_Request a_. How many lines of the entries contain the word "glasses"? Reply with only the number.

--- START Source text ---

Since the columns of U are orthonormal, it follows that the entries of $U^\top W$ are i.i.d. ${\mathcal {N}}(0, \sigma _w^2)$. Hence, the conclusion follows by Lemma 7.

Derivation of the LQR Cost as an ${\mathcal {H}}_2$ Norm

In this section, we consider the transfer function description of the infinite horizon LQR optimal control problem. In particular, we show how it can be recast as an equivalent ${\mathcal {H}}_2$ optimal control problem in terms of the system response variables defined in Theorem 1.

Recall that stable and achievable system responses $({\varvec{\Phi }}_x,{\varvec{\Phi }}_u)$, as characterized in Eq. (23), describe the closed-loop map from disturbance signal $\mathbf {w}$ to the state and control action $(\mathbf {x}, \mathbf {u})$ achieved by the controller $\mathbf {K} = {\varvec{\Phi }}_u {\varvec{\Phi }}_x^{-1}$, i.e.,

$$\begin{aligned} \begin{bmatrix} \mathbf {x} \\ \mathbf {u} \end{bmatrix} = \begin{bmatrix} {\varvec{\Phi }}_x \\ {\varvec{\Phi }}_u \end{bmatrix} \mathbf {w}. \end{aligned}$$

Letting ${\varvec{\Phi }}_x = \sum _{t=1}^\infty \Phi _x(t) z^{-t}$ and ${\varvec{\Phi }}_u = \sum _{t=1}^\infty \Phi _u(t) z^{-t}$, we can then equivalently write for any $t \ge 1$

$$\begin{aligned} \begin{bmatrix} x_t \\ u_t \end{bmatrix} = \sum _{k=1}^t\begin{bmatrix} \Phi _x(k) \\ \Phi _u(k) \end{bmatrix} w_{t-k}. \end{aligned}$$

(47)

--- END Source text ---
--- START Data for the task ---

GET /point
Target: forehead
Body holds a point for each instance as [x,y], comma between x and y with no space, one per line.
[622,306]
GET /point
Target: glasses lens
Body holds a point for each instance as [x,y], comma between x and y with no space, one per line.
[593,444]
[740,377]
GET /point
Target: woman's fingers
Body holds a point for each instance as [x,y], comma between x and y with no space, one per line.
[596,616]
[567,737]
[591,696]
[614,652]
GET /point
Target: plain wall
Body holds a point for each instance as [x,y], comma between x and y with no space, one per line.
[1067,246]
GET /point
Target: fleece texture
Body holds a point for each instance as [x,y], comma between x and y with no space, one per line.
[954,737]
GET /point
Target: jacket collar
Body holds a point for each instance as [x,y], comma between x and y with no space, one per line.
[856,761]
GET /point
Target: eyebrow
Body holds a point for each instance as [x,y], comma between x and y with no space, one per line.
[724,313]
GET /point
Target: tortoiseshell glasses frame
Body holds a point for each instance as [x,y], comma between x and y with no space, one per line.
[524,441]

--- END Data for the task ---

_Request b_. Continue the passage deriving the LQR cost as an H2 norm, starting after its last line.

_Exercise result a_. 2

_Exercise result b_.
For a disturbance process distributed as $w_t {\mathop {\sim }\limits ^{{{\mathrm{i.i.d.}}}}}{\mathcal {N}}(0,\sigma _w^2 I_n)$, it follows from Eq. (47) that

$$\begin{aligned} {\mathbb {E}}\left[ x_t^*Q x_t\right]&= \sigma _w^2\sum _{k=1}^t {{\,\mathrm{{{\mathbf {T}}}{{\mathbf {r}}}}\,}}(\Phi _x(k)^*Q\Phi _x(k)) \,, \\ {\mathbb {E}}\left[ u_t^*R u_t\right]&= \sigma _w^2\sum _{k=1}^t {{\,\mathrm{{{\mathbf {T}}}{{\mathbf {r}}}}\,}}(\Phi _u(k)^*R\Phi _u(k)) \,. \end{aligned}$$

We can then write

$$\begin{aligned} \lim _{T\rightarrow \infty } \frac{1}{T} \sum _{t=1}^T {\mathbb {E}}\left[ x_t^*Q x_t + u_t^*R u_t\right]&= \sigma _w^2\left[ \sum _{t=1}^\infty {{\,\mathrm{{{\mathbf {T}}}{{\mathbf {r}}}}\,}}(\Phi _x(t)^*Q\Phi _x(t)) + {{\,\mathrm{{{\mathbf {T}}}{{\mathbf {r}}}}\,}}(\Phi _u(t)^*R\Phi _u(t))\right] \\&= \sigma _w^2\sum _{t=1}^\infty \left\| \begin{bmatrix} Q^\frac{1}{2}&0 \\ 0&R^\frac{1}{2} \end{bmatrix}\begin{bmatrix} \Phi _x(t) \\ \Phi _u(t) \end{bmatrix} \right\| _F^2 \\&= \frac{\sigma _w^2}{2\pi } \int _{{\mathbb {T}}} \left\| \begin{bmatrix} Q^\frac{1}{2}&0 \\ 0&R^\frac{1}{2} \end{bmatrix}\begin{bmatrix} {\varvec{\Phi }}_x \\ {\varvec{\Phi }}_u \end{bmatrix} \right\| _F^2 \; dz \\&=\sigma _w^2 \left\| \begin{bmatrix} Q^\frac{1}{2}&0 \\ 0&R^\frac{1}{2} \end{bmatrix}\begin{bmatrix} {\varvec{\Phi }}_x \\ {\varvec{\Phi }}_u \end{bmatrix} \right\| _{{\mathcal {H}}_2}^2 \,, \end{aligned}$$

where the second to last equality is due to Parseval’s theorem.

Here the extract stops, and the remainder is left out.